#### [Yapılacak iş]
Ralp adlı tavşanı anlatan metni, "Çektiği belgeseli kapatırken" sözlerinin geçtiği yerden başlayarak "onlara teşekkür ediyor." sözlerinden sonra bitecek şekilde hiçbir değişiklik yapmadan yeniden yazın.

Söz ettiğim film, Ralp isminde bir beyaz tavşanla yapılan söyleşiden ibaret aslında.
Sağ
gözü görmeyen ve sağ kulağı duymadığı gibi sürekli çınlayan bir tavşan kendisi.
Kürkü traş edildiği için sürekli kaşınıyor. Belinden aşağısına kimyasal
solüsyonla test yapıldığı için rahat oturamıyor. Dişlerini fırçalarken bile çok acı
hissediyor.
Tüm
bu olumsuzluklara rağmen Ralp yine de mutlu.
Çünkü
her şeyi insanlar için yaptığını, insanların hayvanlardan çok daha üstün
olduğunu düşünüyor.
Bir
anlamda deney tavşanı olmayı kabullenmiş. Çünkü babası, annesi, kardeşleri ve
hatta çocukları dahil tüm ailesi deney tavşanı. Başka türlüsünü görmemiş ki
zaten.
Kendisi
ile ilgili hazırlanan belgeselin sonuna doğru; deney standındaki diğer
tavşanlar ondan yardım isterken bile; Ralp insanların tarafını tutuyor.
Ancak
ironiye bakın ki tam da o anda, Ralp’e uzanan bir el sağlam gözüne bir iğne
sokarak ilaç veriyor.
Ve
Ralp’in sağlam olan gözü de kör oluyor.
Çektiği belgeseli kapatırken zorlukla ayağa kalkıyor ve kaybettiklerine rağmen uysallıkla kapanış konuşmasına hazırlanıyor.
Son
sözlerinde; hayvanlar üzerinde denenmiş şampuan, göz kalemi, güneş kremi gibi
kozmetik ürünleri almaya devam eden ve buna izin verenler sayesinde iş sahibi
olduğunu söylüyor. Ardından onlara teşekkür ediyor.
Neden
mi?
Çünkü
yemyeşil tarlalarda özgürce koşabilen normal bir tavşan olmanın ne demek
olduğunu hiçbir zaman düşünemiyor.
İşte
animasyon belgeseli tadındaki film bu son sözlerle bitiyor.
Hayli
dokunaklı, hayli iç acıtan ve düşündüren bir film öyle değil mi?

#### [Verilen bilgiler]
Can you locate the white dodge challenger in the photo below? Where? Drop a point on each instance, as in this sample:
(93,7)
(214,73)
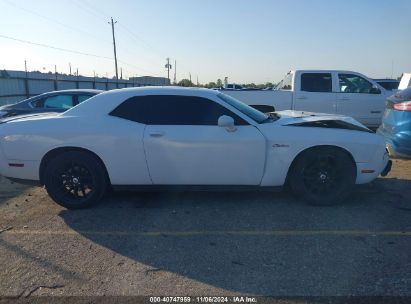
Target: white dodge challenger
(159,137)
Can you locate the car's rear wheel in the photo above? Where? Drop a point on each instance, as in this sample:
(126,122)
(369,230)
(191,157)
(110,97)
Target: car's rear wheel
(75,179)
(323,175)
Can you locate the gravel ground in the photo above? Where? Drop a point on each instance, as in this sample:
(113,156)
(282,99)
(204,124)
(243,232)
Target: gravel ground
(214,243)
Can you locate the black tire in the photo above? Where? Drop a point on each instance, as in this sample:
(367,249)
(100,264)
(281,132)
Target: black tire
(323,176)
(75,180)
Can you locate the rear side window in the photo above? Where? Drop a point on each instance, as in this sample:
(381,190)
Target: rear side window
(286,83)
(316,82)
(173,110)
(56,102)
(406,94)
(351,83)
(81,98)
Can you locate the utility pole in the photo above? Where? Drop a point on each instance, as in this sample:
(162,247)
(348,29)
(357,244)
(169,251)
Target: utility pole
(168,67)
(26,80)
(114,44)
(175,71)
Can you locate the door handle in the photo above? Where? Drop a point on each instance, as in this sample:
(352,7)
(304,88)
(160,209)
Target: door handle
(156,134)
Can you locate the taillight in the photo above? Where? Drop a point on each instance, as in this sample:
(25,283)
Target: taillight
(403,106)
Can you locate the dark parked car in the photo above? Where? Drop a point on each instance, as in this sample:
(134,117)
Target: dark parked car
(57,101)
(396,124)
(388,84)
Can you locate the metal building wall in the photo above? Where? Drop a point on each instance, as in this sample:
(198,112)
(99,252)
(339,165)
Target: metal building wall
(19,85)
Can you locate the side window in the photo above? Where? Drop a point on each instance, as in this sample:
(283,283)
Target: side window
(58,102)
(316,82)
(350,83)
(286,83)
(81,98)
(173,110)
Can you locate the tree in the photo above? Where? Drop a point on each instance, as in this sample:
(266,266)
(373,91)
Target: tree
(185,83)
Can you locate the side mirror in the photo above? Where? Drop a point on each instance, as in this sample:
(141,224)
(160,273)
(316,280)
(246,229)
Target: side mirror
(375,90)
(227,122)
(263,108)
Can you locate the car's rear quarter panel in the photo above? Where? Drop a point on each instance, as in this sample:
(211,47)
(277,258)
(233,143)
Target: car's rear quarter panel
(285,143)
(120,147)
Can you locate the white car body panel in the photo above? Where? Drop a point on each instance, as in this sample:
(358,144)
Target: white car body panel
(256,154)
(205,155)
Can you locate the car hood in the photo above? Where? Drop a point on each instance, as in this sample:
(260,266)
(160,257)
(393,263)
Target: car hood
(319,120)
(32,116)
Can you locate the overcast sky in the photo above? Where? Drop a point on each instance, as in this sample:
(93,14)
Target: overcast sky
(247,41)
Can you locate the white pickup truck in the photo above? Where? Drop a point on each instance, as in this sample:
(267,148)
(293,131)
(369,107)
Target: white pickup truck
(323,91)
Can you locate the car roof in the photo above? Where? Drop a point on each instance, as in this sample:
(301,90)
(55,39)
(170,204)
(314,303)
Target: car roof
(386,80)
(72,91)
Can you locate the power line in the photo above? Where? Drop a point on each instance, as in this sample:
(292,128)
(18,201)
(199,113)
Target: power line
(72,51)
(54,21)
(54,47)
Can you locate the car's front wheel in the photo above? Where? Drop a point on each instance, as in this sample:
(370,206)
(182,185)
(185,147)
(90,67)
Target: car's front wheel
(75,179)
(323,175)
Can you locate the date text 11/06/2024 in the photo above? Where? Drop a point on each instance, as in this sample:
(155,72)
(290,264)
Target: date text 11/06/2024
(186,299)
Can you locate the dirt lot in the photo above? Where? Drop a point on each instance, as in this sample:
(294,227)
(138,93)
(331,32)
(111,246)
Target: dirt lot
(209,243)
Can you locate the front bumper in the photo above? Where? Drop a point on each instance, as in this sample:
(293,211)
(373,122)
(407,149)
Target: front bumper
(387,168)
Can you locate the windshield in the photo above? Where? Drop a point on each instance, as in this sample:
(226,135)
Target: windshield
(243,108)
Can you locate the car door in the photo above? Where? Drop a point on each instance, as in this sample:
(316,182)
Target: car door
(315,93)
(185,146)
(358,98)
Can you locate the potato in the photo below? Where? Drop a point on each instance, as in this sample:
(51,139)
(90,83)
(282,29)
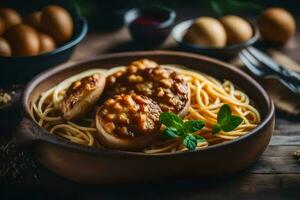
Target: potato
(34,20)
(23,39)
(57,22)
(206,31)
(276,25)
(46,43)
(237,29)
(10,17)
(4,48)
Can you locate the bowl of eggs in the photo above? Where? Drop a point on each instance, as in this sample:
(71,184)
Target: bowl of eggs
(223,37)
(36,41)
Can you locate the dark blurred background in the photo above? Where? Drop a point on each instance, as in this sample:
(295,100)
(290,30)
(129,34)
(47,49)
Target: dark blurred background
(108,14)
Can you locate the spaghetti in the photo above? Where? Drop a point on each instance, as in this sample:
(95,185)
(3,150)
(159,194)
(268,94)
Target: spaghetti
(207,97)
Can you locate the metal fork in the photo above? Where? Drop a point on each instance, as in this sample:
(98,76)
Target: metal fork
(263,66)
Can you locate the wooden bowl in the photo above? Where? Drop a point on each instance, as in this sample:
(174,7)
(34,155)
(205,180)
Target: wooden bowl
(105,166)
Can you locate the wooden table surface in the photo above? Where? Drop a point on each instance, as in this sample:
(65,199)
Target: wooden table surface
(274,176)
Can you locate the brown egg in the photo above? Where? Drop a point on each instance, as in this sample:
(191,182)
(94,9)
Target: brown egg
(2,26)
(237,29)
(34,19)
(57,22)
(10,17)
(47,43)
(276,25)
(23,39)
(4,48)
(206,31)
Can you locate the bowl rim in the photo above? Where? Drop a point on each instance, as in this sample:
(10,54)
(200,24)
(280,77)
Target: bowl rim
(164,24)
(176,34)
(56,140)
(76,38)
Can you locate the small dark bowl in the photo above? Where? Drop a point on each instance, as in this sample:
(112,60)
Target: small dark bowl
(228,51)
(19,69)
(149,26)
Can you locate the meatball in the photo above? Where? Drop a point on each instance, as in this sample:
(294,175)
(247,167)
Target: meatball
(81,96)
(145,77)
(129,116)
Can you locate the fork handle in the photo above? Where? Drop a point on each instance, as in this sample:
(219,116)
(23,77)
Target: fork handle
(289,75)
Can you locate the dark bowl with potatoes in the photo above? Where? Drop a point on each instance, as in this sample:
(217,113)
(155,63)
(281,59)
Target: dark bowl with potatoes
(223,52)
(22,64)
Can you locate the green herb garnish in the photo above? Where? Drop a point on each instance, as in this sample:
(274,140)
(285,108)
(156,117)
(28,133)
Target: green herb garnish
(176,127)
(226,121)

#### [Çözüm]
Çektiği belgeseli kapatırken zorlukla ayağa kalkıyor ve kaybettiklerine rağmen uysallıkla kapanış konuşmasına hazırlanıyor.
Son
sözlerinde; hayvanlar üzerinde denenmiş şampuan, göz kalemi, güneş kremi gibi
kozmetik ürünleri almaya devam eden ve buna izin verenler sayesinde iş sahibi
olduğunu söylüyor. Ardından onlara teşekkür ediyor.